* _Aim of the task_:
Copy out word for word the lines of the material below, starting with the line that contains "the flag, imagine" and continuing through the end of the material, both ends included.

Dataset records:
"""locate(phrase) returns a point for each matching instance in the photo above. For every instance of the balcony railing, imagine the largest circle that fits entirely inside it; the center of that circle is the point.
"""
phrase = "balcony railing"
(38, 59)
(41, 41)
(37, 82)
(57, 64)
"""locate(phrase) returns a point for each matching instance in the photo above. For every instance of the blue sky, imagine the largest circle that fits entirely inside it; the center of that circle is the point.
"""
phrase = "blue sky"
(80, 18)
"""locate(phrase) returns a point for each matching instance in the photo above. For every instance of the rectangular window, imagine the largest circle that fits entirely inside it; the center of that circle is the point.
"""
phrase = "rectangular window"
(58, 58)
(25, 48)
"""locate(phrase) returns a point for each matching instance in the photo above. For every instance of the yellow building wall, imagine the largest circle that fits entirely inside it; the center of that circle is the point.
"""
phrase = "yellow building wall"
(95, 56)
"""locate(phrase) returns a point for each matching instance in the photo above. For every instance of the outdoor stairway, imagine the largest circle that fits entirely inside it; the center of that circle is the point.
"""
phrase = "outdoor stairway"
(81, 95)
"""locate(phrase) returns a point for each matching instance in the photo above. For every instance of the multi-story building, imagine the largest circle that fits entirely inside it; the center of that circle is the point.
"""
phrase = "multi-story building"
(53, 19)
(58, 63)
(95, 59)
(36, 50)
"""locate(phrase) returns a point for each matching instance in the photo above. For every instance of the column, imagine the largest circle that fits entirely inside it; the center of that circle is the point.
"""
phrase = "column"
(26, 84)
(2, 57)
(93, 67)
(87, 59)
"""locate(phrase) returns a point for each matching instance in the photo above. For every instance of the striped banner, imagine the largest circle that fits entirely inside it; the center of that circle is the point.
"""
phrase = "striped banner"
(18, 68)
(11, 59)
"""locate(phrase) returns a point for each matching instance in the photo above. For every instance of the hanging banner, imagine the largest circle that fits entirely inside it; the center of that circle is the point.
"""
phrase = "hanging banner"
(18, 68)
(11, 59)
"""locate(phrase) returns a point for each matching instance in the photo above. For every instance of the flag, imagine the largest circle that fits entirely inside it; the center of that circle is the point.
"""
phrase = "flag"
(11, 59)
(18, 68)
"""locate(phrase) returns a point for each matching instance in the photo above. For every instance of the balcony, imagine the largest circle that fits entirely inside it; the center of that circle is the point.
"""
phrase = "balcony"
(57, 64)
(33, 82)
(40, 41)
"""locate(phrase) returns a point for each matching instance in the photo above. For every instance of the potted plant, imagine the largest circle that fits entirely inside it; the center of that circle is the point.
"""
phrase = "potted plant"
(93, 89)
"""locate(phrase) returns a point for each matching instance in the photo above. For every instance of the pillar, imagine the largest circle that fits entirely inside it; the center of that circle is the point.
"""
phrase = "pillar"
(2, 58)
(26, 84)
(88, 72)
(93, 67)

* _Problem solution_:
"""locate(phrase) returns a point for each matching instance in the photo above. For every instance of the flag, imagine the largest circle that fits entirely inside it; the center of that circle is the point.
"""
phrase = "flag"
(11, 59)
(18, 68)
"""locate(phrase) returns a point for each matching instance in the photo above. For every instance of the balcony, imagine the largest circle that fits entirely inside it; the center of that circle is the point.
"""
phrase = "balcony"
(57, 64)
(33, 82)
(40, 41)
"""locate(phrase) returns a point for each matching instance in the photo above. For every instance of the potted plant, imagine the largest circle that fits entirely inside it; the center of that circle is the point.
"""
phrase = "potted plant"
(93, 89)
"""locate(phrase) returns a point for each matching instance in the photo above. For every instance of the pillar, imagine the largest circle that fits entirely inside it; the center of that circle is the point.
"""
phrase = "pillar"
(2, 58)
(26, 84)
(88, 72)
(93, 67)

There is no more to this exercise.